SHORT PROBLEM A: Select every line of the rows below that contains the word "traffic", and copy those lines. Case counts.

TEXT SHOWN:
────────────────

Execute tpu embedding load function exclusively.

PiperOrigin-RevId: 448329928
diff --git a/tensorflow/dtensor/cc/constants.h b/tensorflow/dtensor/cc/constants.h
index 94fa4a5..94a6895 100644
--- a/tensorflow/dtensor/cc/constants.h
+++ b/tensorflow/dtensor/cc/constants.h
@@ -127,6 +127,9 @@
 
 // Name of dtensor load embedding function.
 static constexpr char kLoadEmbeddingFn[] = "load_embedding_fn";
+
+// Name of dtensor retrieve embedding function.

────────────────

SHORT PROBLEM B: Copy each line of the commit diff above that contains the string "dtensor".

Position annotation rows:

────────────────

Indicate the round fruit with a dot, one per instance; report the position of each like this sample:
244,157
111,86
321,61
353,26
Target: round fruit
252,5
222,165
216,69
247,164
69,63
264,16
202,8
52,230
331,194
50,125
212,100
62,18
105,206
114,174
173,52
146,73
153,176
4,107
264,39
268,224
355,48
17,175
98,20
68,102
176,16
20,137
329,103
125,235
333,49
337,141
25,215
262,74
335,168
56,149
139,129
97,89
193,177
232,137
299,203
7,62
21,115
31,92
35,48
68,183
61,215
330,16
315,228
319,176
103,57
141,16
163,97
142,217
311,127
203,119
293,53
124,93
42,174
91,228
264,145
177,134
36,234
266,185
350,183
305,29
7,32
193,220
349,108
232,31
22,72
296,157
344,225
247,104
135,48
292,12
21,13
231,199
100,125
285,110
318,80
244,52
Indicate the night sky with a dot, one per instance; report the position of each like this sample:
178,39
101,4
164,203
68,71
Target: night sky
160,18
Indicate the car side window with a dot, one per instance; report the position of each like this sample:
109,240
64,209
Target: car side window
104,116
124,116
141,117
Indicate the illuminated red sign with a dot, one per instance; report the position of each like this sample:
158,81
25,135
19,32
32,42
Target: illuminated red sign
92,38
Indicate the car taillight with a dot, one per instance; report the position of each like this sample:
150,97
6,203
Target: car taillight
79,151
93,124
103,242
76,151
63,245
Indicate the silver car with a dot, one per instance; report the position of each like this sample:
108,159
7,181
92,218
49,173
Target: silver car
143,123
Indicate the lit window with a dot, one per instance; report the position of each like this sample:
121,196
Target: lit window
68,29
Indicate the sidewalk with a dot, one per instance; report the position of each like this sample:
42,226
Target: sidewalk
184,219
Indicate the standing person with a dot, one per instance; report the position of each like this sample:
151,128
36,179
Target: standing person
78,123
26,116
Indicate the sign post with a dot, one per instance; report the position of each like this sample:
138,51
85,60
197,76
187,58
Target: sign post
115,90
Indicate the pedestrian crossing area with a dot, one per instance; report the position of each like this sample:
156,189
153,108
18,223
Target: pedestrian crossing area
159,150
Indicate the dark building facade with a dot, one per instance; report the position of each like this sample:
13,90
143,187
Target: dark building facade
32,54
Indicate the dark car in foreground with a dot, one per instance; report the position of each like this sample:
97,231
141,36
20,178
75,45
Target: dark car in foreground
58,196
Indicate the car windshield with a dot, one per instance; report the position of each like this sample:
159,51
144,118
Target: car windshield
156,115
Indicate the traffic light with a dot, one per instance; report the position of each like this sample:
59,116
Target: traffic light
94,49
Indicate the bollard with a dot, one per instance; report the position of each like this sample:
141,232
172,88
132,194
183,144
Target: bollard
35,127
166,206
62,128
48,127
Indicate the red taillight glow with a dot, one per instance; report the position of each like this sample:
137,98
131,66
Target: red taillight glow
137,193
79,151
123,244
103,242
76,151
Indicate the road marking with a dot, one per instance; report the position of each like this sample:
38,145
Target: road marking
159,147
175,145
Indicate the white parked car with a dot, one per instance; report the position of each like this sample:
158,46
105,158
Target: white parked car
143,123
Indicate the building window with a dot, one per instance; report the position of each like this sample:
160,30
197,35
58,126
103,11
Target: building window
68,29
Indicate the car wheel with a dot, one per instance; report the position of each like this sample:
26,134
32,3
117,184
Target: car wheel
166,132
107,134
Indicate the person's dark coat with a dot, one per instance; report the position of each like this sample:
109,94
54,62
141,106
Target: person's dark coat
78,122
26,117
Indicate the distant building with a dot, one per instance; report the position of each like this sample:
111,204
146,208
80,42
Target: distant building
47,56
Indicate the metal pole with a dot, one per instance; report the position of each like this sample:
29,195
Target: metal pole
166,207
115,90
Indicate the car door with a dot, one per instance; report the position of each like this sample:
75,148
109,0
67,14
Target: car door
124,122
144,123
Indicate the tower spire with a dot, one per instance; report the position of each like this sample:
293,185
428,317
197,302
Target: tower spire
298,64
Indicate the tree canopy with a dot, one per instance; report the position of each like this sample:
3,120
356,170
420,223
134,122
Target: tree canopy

────────────────

COMPLETE OUTPUT A:
Indicate the traffic light with a dot, one per instance; report the position of each like this sample:
Target: traffic light

COMPLETE OUTPUT B:
diff --git a/tensorflow/dtensor/cc/constants.h b/tensorflow/dtensor/cc/constants.h
--- a/tensorflow/dtensor/cc/constants.h
+++ b/tensorflow/dtensor/cc/constants.h
// Name of dtensor load embedding function.
+// Name of dtensor retrieve embedding function.